▶ [Task A]:
Update the part of the header on pain behaviors in brain-injured patients starting at "Behaviors indicative of" and ending at "United States, 94143.", swapping "Lady Davis Institute" for "Lady Davis Research Institute" everywhere it appears.
▶ [Task B]:
Pick up the header on pain behaviors in brain-injured ICU patients and keep writing from its last line onward.

::: Document segment :::

Behaviors indicative of pain in brain-injured adult patients with different levels of consciousness in the intensive care unit.

Author information

1
Ingram School of Nursing, McGill University, 680 Sherbrooke West, Montreal, QC, Canada H3A 2M7; Centre for Nursing Research and Lady Davis Institute, CIUSSS Centre-Ouest-Ile-de-Montréal - Jewish General Hospital, 3755 Côte-Sainte-Catherine Road, Montréal, Qc, Canada H3T 1E2. Electronic address: celine.gelinas@mcgill.ca.
2
Ingram School of Nursing, McGill University, 680 Sherbrooke West, Montreal, QC, Canada H3A 2M7; Centre for Nursing Research and Lady Davis Institute, CIUSSS Centre-Ouest-Ile-de-Montréal - Jewish General Hospital, 3755 Côte-Sainte-Catherine Road, Montréal, Qc, Canada H3T 1E2.
3
Physiological Nursing, University of California San Francisco, 2 Koret Way, San Francisco CA. United States, 94143.

::: Supplied entries :::

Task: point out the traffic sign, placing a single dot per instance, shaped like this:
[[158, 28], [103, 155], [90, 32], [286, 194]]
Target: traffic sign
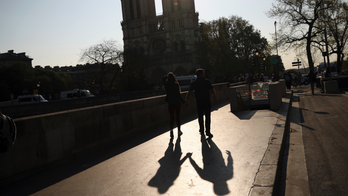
[[274, 60]]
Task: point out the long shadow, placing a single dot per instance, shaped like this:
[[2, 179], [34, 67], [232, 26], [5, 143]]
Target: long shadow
[[245, 115], [74, 165], [170, 167], [214, 169]]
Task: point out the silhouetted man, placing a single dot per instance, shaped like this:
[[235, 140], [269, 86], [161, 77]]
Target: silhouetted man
[[202, 88]]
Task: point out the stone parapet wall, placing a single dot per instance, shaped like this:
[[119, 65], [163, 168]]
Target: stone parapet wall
[[50, 139]]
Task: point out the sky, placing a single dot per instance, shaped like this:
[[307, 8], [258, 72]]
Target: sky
[[54, 32]]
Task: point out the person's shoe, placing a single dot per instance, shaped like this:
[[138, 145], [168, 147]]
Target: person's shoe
[[179, 133], [201, 132], [209, 135]]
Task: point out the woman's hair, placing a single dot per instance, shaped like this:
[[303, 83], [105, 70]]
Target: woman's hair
[[171, 78]]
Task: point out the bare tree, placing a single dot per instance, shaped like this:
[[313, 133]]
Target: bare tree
[[108, 57], [337, 20], [298, 23]]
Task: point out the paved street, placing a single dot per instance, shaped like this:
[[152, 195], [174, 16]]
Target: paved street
[[152, 164], [323, 154]]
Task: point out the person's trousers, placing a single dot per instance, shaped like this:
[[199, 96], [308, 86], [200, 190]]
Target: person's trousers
[[174, 109], [312, 86], [204, 109]]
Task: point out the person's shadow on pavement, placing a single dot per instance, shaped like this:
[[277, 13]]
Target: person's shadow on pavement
[[214, 168], [170, 167]]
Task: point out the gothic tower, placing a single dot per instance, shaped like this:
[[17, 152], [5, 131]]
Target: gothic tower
[[167, 40]]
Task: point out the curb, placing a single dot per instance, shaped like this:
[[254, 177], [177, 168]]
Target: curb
[[267, 178]]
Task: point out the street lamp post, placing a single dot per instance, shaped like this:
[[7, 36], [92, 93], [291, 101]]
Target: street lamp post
[[277, 67], [257, 61], [275, 27]]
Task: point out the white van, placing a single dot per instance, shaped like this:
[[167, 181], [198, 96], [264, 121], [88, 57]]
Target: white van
[[185, 81], [76, 93], [30, 99]]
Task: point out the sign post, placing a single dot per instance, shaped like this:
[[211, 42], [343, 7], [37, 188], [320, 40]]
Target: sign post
[[298, 63]]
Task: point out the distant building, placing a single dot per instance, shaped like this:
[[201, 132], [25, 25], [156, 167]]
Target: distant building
[[11, 58], [168, 40]]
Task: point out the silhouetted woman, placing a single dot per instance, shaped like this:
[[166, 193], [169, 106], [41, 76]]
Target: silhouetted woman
[[174, 100]]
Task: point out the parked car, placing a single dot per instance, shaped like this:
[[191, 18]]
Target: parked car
[[305, 80], [76, 93], [30, 99]]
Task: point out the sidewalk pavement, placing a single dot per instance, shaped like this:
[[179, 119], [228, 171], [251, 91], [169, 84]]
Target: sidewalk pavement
[[241, 159], [318, 152]]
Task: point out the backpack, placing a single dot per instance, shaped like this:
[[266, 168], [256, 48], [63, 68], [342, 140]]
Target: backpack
[[8, 133]]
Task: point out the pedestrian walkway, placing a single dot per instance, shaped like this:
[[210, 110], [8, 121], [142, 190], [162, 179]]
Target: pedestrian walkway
[[153, 164], [318, 144]]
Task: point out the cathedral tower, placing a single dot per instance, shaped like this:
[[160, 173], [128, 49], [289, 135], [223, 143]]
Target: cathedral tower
[[168, 40]]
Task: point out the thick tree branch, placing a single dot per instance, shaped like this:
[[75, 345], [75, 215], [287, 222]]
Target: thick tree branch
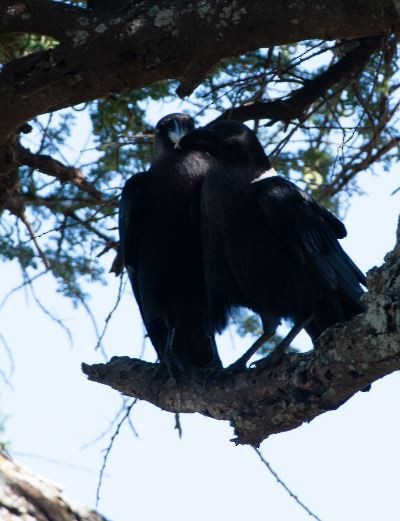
[[346, 359], [44, 17], [109, 53], [26, 496], [295, 105]]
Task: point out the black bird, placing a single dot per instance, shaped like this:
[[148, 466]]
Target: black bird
[[268, 245], [160, 245]]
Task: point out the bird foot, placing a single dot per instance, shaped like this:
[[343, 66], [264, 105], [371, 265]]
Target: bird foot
[[272, 360]]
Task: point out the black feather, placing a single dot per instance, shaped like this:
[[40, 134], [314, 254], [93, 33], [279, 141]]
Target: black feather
[[160, 244], [268, 245]]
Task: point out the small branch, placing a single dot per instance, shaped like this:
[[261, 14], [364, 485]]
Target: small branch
[[108, 449], [346, 359], [294, 106], [278, 479], [31, 232], [50, 166]]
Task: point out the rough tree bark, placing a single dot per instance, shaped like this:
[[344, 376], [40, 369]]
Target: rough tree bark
[[102, 52], [25, 496], [346, 358]]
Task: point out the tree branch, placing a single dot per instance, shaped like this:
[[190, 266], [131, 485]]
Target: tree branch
[[44, 17], [112, 52], [346, 358], [294, 106], [24, 495], [53, 167]]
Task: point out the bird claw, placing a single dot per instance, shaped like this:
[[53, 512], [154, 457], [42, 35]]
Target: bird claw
[[270, 361]]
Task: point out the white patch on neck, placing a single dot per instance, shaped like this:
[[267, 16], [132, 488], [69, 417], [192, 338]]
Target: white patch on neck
[[265, 175], [175, 136]]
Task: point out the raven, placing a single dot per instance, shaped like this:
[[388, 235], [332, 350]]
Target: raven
[[268, 245], [160, 245]]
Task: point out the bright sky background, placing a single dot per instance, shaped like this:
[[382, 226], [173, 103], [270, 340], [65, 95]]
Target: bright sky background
[[343, 465]]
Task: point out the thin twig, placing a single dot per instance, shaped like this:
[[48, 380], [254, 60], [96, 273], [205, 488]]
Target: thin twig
[[108, 450], [278, 479], [178, 425]]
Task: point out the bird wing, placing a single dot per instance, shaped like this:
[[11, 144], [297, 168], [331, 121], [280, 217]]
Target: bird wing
[[130, 209], [309, 234]]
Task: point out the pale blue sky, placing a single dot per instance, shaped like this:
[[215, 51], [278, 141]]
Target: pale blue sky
[[343, 465]]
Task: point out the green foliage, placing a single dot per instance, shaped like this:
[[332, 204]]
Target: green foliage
[[342, 135], [17, 45]]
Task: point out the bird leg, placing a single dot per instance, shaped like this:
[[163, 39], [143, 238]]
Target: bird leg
[[173, 364], [280, 350], [242, 361]]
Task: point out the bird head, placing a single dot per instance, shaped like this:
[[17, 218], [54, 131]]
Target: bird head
[[229, 141], [170, 129]]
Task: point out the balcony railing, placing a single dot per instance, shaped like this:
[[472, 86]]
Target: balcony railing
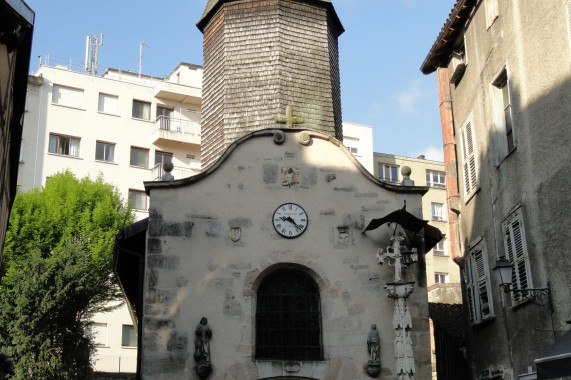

:::

▶ [Your response A]:
Behaviors indicative of pain in brain-injured adult patients with different levels of consciousness in the intensive care unit.

Author information

1
Ingram School of Nursing, McGill University, 680 Sherbrooke West, Montreal, QC, Canada H3A 2M7; Centre for Nursing Research and Lady Davis Research Institute, CIUSSS Centre-Ouest-Ile-de-Montréal - Jewish General Hospital, 3755 Côte-Sainte-Catherine Road, Montréal, Qc, Canada H3T 1E2. Electronic address: celine.gelinas@mcgill.ca.
2
Ingram School of Nursing, McGill University, 680 Sherbrooke West, Montreal, QC, Canada H3A 2M7; Centre for Nursing Research and Lady Davis Research Institute, CIUSSS Centre-Ouest-Ile-de-Montréal - Jewish General Hospital, 3755 Côte-Sainte-Catherine Road, Montréal, Qc, Canada H3T 1E2.
3
Physiological Nursing, University of California San Francisco, 2 Koret Way, San Francisco CA. United States, 94143.

▶ [Your response B]:
4
Faculty of Nursing, Pavillon Marguerite d'Youville, Université de Montréal, C.P. 6128 succ. Centre-ville, Montréal, Qc, Canada, H3C 3J7; Centre de recherche Hôpital du Sacré-Cœur de Montréal du CIUSSS du Nord-de-l'Île-de-Montréal, 5400 boul. Gouin Ouest, Montreal, Qc, Canada, H4J 1C5.
5
Trauma and Neurosurgery Program, St Michael's, 30 Bond Street, Bond 4-016, Toronto, ON, Canada, M5B 1W8.
6
Injury Prevention Research Office and Division of Neurosurgery, St. Michael's Hospital, University of Toronto, Toronto, Canada.
7
Centre de recherche du Centre hospitalier de l'Université de Montréal; Department of Anesthesiology and Pain Medicine, Faculty of Medicine, Université de Montréal; Montreal Heart Institute Research Centre, Montréal, Quebec, Canada.
8
Department of Psychiatry & Behavioural Neurosciences, St. Joseph's Healthcare, Mountain Site; McMaster University, 1280 Main Street West, Hamilton, Ontario, Canada, L8S4L8; Department of Psychiatry, University of Toronto, 33 Russell Street, Toronto, Ontario, M5S 2S1.

Abstract

CONTEXT:

Many brain-injured patients are unable to self-report their pain during their hospitalization in the intensive care unit (ICU), and existing behavioral pain scales may not be well suited.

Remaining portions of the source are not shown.